━━ RECORDS PROVIDED

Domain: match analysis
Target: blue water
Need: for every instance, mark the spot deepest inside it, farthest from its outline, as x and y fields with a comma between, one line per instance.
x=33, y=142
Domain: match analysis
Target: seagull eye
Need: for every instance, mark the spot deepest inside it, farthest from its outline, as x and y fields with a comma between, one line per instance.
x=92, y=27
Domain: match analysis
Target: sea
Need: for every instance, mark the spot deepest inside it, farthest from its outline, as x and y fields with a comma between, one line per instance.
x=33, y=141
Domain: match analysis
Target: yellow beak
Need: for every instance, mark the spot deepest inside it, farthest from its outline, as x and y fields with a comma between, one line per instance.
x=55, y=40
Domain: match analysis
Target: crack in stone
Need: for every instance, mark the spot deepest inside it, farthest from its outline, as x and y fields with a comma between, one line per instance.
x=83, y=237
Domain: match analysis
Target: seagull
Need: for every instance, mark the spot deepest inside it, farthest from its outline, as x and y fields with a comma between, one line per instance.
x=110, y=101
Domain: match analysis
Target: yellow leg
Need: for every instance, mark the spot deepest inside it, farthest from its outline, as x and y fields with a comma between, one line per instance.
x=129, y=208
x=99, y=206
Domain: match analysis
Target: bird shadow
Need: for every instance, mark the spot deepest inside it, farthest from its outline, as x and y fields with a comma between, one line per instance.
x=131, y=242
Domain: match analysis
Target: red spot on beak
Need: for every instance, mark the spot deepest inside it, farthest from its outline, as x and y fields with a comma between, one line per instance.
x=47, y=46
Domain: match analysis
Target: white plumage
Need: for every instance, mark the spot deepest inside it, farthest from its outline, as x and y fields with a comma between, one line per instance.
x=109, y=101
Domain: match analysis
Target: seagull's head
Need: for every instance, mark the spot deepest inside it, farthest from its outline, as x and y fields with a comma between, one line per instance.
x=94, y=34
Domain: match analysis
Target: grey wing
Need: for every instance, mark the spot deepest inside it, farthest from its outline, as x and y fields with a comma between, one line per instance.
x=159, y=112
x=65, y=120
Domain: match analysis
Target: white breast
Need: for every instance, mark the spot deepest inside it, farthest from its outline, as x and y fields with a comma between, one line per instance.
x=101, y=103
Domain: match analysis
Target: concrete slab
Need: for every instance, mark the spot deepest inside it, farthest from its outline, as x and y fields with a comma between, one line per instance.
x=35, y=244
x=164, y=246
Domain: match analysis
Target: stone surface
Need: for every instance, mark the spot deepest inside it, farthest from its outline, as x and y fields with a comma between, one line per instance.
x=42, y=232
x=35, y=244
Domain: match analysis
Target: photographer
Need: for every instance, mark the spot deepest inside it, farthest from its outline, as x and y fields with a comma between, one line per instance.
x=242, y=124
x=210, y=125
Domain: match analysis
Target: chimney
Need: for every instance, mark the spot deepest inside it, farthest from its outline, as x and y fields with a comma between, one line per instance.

━━━━

### OBJECTIVE
Copy the entries word for word from the start through the line containing "x=110, y=101", including that line.

### SOLUTION TO THIS TASK
Domain: match analysis
Target: blue water
Need: for every instance, mark the spot deepest inside it, farthest from its outline, as x and y fields with a comma between, one line per instance.
x=33, y=142
Domain: match analysis
Target: seagull eye
Need: for every instance, mark the spot deepest inside it, farthest from its outline, as x and y fields with a comma between, one line per instance.
x=92, y=27
Domain: match analysis
Target: sea
Need: for every instance, mark the spot deepest inside it, farthest from its outline, as x and y fields with a comma between, one line per instance.
x=33, y=141
Domain: match analysis
Target: yellow beak
Need: for every instance, mark the spot deepest inside it, farthest from its outline, as x and y fields with a comma between, one line per instance.
x=55, y=40
Domain: match analysis
Target: crack in stone
Need: for every instance, mark the spot deepest inside it, farthest from its outline, as x and y fields with a comma between, one line per instance.
x=83, y=237
Domain: match analysis
Target: seagull
Need: for every instance, mark the spot deepest inside it, farthest from its outline, as x and y fields with a comma between, one line per instance.
x=110, y=101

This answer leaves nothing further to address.